Aim of the exercise: Write the data out again, matching every line exactly.

Exercise data:
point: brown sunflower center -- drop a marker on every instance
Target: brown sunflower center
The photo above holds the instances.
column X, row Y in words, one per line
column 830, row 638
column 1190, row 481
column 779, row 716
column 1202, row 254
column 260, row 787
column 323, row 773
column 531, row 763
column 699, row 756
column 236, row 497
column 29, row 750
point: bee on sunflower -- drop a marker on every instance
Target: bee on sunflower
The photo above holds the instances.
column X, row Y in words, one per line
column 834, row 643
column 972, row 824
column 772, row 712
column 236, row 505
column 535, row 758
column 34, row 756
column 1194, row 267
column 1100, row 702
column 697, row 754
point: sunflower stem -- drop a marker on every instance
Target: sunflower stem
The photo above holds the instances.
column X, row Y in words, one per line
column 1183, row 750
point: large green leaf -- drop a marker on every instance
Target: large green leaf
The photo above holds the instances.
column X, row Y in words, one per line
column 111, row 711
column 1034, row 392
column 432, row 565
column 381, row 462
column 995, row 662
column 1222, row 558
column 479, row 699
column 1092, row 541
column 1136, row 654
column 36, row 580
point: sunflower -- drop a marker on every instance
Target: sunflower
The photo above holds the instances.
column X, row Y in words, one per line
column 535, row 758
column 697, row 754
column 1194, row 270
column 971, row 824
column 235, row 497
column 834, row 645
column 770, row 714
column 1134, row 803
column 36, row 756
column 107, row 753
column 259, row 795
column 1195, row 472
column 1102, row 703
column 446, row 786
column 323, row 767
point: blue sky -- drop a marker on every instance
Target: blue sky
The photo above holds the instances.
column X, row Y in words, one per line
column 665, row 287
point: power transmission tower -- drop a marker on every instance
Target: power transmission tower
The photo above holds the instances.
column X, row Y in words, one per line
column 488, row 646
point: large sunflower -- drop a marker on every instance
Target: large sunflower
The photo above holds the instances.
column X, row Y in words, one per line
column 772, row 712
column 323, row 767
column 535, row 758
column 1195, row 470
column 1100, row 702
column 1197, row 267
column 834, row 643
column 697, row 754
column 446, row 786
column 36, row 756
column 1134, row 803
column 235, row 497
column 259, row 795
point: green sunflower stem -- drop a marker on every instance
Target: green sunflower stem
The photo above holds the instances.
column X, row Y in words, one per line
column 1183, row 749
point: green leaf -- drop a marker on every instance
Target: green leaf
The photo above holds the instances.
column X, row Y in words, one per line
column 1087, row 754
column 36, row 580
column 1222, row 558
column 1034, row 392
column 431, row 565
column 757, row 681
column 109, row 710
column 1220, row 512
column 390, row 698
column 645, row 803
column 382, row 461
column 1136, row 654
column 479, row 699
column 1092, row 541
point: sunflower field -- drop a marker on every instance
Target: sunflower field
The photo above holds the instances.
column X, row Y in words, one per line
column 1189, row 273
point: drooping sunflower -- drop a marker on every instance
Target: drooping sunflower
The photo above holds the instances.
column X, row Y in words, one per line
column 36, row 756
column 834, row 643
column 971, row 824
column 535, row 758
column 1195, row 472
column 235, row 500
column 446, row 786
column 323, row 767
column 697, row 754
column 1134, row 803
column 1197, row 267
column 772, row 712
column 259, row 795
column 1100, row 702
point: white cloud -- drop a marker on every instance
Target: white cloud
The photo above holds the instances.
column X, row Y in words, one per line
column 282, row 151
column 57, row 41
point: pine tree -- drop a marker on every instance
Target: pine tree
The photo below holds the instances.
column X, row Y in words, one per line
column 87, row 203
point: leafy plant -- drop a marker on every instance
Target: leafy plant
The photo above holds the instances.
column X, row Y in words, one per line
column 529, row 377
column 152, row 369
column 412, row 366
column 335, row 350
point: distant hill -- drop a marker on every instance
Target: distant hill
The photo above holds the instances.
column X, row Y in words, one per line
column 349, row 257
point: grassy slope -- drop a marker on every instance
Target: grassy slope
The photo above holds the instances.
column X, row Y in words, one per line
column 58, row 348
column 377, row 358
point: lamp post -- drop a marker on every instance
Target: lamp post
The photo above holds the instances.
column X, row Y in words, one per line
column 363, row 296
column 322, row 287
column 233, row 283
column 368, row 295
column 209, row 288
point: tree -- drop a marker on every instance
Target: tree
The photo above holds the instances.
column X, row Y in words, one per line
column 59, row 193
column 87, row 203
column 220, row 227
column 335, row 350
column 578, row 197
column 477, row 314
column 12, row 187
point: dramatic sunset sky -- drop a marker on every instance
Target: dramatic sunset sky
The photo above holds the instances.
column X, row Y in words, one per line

Answer section:
point: brown sunflower center -- drop a marker on every instance
Target: brown sunflower center
The photo above holds the instances.
column X, row Y in words, one per line
column 830, row 638
column 1190, row 481
column 779, row 716
column 1202, row 254
column 260, row 787
column 323, row 773
column 531, row 763
column 699, row 756
column 236, row 497
column 29, row 750
point: bee on sunflower -- drop a marker on every instance
Target: bee on sunflower
The photo above holds the instances.
column X, row Y in words, one per line
column 834, row 643
column 972, row 824
column 772, row 712
column 236, row 505
column 535, row 758
column 34, row 756
column 1194, row 267
column 1100, row 702
column 697, row 754
point: sunflower stem -- drop a marker on every instance
Target: sunflower stem
The photo above holds the instances.
column X, row Y in words, one per line
column 1183, row 750
point: large green leaf -- drop a marker on every instance
Target: large green leaf
The photo above holds the instances.
column X, row Y in words, one per line
column 111, row 711
column 1034, row 392
column 432, row 565
column 381, row 462
column 995, row 662
column 1222, row 558
column 479, row 699
column 1092, row 541
column 1136, row 654
column 36, row 580
point: sunflower -- drop a marker on every instance
Target: sunflower
The photo above holds the instances.
column X, row Y in words, one per line
column 535, row 758
column 697, row 754
column 1194, row 270
column 971, row 824
column 235, row 497
column 834, row 645
column 770, row 714
column 1134, row 803
column 36, row 756
column 107, row 753
column 259, row 795
column 1195, row 472
column 1102, row 703
column 446, row 786
column 323, row 767
point: blue sky -- drop a marker on every instance
Target: blue sky
The photo above holds the instances.
column X, row Y in words, one per line
column 665, row 287
point: power transmission tower -- drop a marker on every instance
Target: power transmission tower
The photo above holds the instances.
column X, row Y in words, one per line
column 488, row 646
point: large sunflower -- drop a marker on every instance
Target: large sunflower
The photo above holds the instances.
column X, row Y in words, one per line
column 772, row 712
column 323, row 767
column 535, row 758
column 1195, row 470
column 1100, row 702
column 1197, row 267
column 834, row 643
column 697, row 754
column 446, row 786
column 36, row 756
column 1134, row 803
column 235, row 497
column 259, row 795
point: green sunflower stem -- drop a marker on every instance
Target: green sunflower stem
The photo above holds the instances.
column X, row Y in words, one per line
column 1183, row 749
point: green leaf -- drop a marker on every instance
Target: green leaf
The photo above holds the instances.
column X, row Y in words, one per line
column 1087, row 754
column 36, row 580
column 1222, row 558
column 1034, row 392
column 431, row 565
column 757, row 681
column 109, row 710
column 1220, row 512
column 390, row 698
column 645, row 803
column 382, row 461
column 1136, row 654
column 479, row 699
column 1092, row 541
point: sunflower field -- drop a marker on every instance
Target: sunflower field
The photo above holds the instances.
column X, row Y in words, one per line
column 1189, row 273
point: drooping sunflower -- drop a marker on every instance
Target: drooping sunflower
The photo above holds the instances.
column X, row Y in words, one per line
column 36, row 756
column 834, row 643
column 971, row 824
column 535, row 758
column 1195, row 472
column 235, row 500
column 446, row 786
column 323, row 767
column 697, row 754
column 1134, row 803
column 1197, row 267
column 772, row 712
column 259, row 795
column 1100, row 702
point: white cloud -- drop a marker on every instance
Target: white cloud
The photo above holds the instances.
column X, row Y in words, one per line
column 282, row 151
column 57, row 41
point: pine tree -- drop a marker on every instance
Target: pine tree
The photo below holds the instances.
column X, row Y in words, one per line
column 87, row 203
point: leafy plant -- drop a marker on every instance
Target: leafy plant
The photo above holds the instances.
column X, row Y in words, one per line
column 529, row 377
column 152, row 369
column 412, row 366
column 335, row 350
point: distant hill -- drop a marker on every instance
Target: distant hill
The photo above holds the instances.
column X, row Y in words, one per line
column 349, row 257
point: grassy slope -- drop a marker on every instance
Target: grassy slope
The photo above holds the instances.
column X, row Y in words, one per line
column 58, row 348
column 377, row 358
point: lamp post -- drop a marker on every instance
Target: lamp post
The photo above holds the instances.
column X, row Y in words, one per line
column 363, row 296
column 322, row 287
column 233, row 283
column 368, row 295
column 209, row 288
point: tree -- drop a marker on every instance
Target: tree
The photo above holds the instances.
column X, row Y in words, one per line
column 59, row 193
column 87, row 203
column 220, row 227
column 335, row 350
column 578, row 197
column 477, row 314
column 12, row 187
point: dramatic sunset sky -- drop a marker on every instance
Target: dramatic sunset sky
The photo above holds the instances.
column X, row Y in words, one per line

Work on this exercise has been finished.